### The input ###
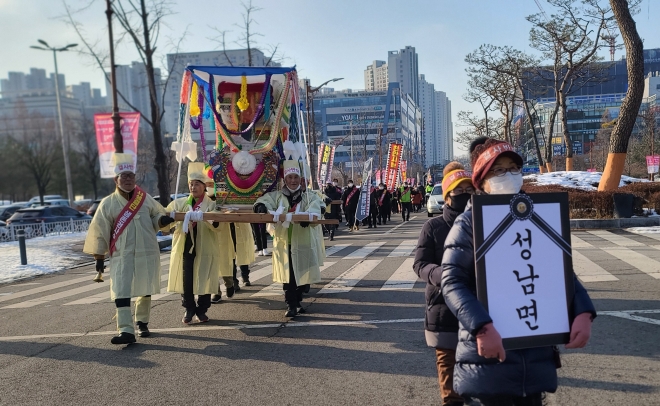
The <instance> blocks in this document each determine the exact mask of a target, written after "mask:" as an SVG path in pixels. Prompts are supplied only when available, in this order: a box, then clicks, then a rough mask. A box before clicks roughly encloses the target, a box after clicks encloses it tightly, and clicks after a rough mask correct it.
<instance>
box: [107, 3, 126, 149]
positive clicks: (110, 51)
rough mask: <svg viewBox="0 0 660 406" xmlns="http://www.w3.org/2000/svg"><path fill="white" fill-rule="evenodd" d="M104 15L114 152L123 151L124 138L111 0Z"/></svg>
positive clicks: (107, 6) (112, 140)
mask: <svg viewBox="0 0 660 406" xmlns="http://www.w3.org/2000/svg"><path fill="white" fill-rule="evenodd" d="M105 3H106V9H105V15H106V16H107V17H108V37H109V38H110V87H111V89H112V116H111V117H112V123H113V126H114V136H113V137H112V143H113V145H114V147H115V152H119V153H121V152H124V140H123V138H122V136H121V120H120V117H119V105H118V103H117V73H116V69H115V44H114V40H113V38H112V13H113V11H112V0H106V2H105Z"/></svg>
###
### The input ###
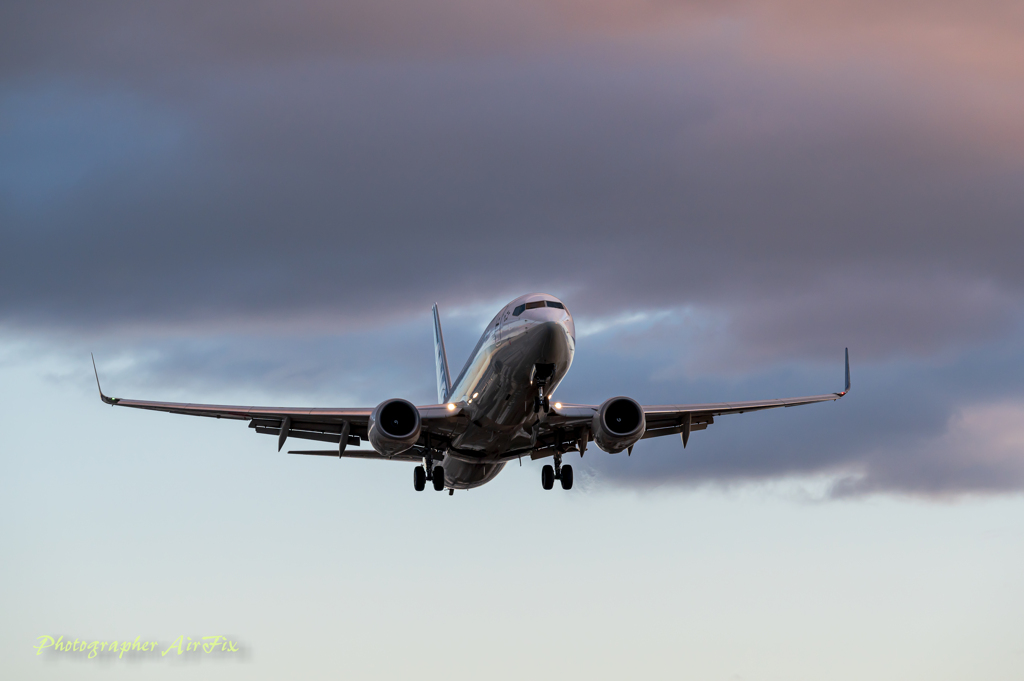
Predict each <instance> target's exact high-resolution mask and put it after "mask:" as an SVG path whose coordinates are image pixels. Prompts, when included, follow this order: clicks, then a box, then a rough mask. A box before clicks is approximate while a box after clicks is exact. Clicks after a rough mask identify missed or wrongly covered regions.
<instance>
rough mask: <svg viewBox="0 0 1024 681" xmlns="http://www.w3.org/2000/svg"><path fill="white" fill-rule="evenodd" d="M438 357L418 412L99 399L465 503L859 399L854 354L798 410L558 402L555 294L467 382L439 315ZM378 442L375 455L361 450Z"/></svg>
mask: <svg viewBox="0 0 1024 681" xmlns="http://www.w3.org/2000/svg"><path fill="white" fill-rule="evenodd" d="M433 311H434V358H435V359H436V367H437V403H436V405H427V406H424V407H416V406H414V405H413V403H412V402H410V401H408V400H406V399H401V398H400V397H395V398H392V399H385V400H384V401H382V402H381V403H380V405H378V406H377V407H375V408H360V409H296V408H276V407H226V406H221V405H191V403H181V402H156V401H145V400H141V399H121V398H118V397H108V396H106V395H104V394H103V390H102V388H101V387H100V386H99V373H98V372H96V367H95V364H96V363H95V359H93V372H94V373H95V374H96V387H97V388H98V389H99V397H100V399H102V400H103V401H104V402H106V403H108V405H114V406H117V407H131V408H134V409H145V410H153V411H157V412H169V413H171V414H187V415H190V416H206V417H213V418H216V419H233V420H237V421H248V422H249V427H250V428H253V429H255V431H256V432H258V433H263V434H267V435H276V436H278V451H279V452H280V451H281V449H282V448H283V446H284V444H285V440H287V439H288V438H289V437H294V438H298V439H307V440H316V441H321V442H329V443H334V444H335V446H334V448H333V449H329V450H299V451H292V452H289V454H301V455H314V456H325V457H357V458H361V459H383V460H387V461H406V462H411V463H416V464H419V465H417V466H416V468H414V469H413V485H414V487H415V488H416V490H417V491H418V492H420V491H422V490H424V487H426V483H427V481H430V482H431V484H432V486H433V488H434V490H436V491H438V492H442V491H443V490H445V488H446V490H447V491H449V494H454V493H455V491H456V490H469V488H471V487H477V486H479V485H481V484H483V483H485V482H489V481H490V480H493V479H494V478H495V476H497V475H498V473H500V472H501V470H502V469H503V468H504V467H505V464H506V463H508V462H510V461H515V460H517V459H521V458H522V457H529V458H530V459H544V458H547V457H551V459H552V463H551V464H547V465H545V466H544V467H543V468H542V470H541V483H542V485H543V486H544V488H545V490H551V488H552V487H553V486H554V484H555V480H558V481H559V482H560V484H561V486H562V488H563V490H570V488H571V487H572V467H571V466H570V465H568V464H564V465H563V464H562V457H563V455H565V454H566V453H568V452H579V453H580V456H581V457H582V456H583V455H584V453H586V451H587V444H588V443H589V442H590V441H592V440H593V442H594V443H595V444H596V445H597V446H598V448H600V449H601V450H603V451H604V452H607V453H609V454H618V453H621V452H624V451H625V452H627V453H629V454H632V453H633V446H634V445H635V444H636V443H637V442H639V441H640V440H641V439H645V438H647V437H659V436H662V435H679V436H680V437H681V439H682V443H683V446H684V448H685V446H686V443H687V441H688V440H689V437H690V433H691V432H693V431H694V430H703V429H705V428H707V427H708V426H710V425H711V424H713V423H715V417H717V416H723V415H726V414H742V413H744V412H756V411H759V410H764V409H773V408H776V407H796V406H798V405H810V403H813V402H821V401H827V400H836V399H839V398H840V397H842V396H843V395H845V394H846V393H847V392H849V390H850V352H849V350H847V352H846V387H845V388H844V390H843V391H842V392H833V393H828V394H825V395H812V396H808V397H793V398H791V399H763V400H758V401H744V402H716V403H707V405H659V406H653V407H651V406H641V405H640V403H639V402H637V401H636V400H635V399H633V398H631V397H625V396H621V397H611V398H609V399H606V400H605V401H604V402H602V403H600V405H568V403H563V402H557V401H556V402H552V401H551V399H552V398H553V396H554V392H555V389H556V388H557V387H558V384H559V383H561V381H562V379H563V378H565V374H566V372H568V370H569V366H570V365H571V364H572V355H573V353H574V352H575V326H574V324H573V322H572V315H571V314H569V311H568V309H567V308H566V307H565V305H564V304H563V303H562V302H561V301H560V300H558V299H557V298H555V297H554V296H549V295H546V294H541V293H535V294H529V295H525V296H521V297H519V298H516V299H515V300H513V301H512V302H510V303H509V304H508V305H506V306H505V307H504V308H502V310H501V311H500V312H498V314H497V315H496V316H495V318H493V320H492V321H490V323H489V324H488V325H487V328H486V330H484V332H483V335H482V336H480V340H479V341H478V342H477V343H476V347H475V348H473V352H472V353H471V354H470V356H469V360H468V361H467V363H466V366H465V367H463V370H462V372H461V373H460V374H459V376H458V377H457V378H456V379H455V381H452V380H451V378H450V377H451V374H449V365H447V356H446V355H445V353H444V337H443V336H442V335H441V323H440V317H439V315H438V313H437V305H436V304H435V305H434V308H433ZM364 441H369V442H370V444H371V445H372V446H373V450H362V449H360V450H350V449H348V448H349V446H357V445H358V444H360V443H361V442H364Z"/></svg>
###
Rewrite everything from the line containing "Predict each <instance>" down to the line containing "357L418 412L99 399L465", renaming "rough mask" to "coarse mask" and leaving all else unchanged.

**Task answer:**
Predict each <instance> target's exact high-resolution mask and put it after "mask:" as an SVG path whose coordinates are image pixels. Prompts, when included, follow this order: clicks, then a box, then a coarse mask. A box before clicks is approximate while a box after clicks is exact. Clicks after a coarse mask identify missed or wrongly covered regions.
<instance>
coarse mask: <svg viewBox="0 0 1024 681" xmlns="http://www.w3.org/2000/svg"><path fill="white" fill-rule="evenodd" d="M438 357L418 412L99 399L465 503L859 399L854 354L798 410L558 402L555 294L467 382L439 315ZM378 442L375 455L361 450Z"/></svg>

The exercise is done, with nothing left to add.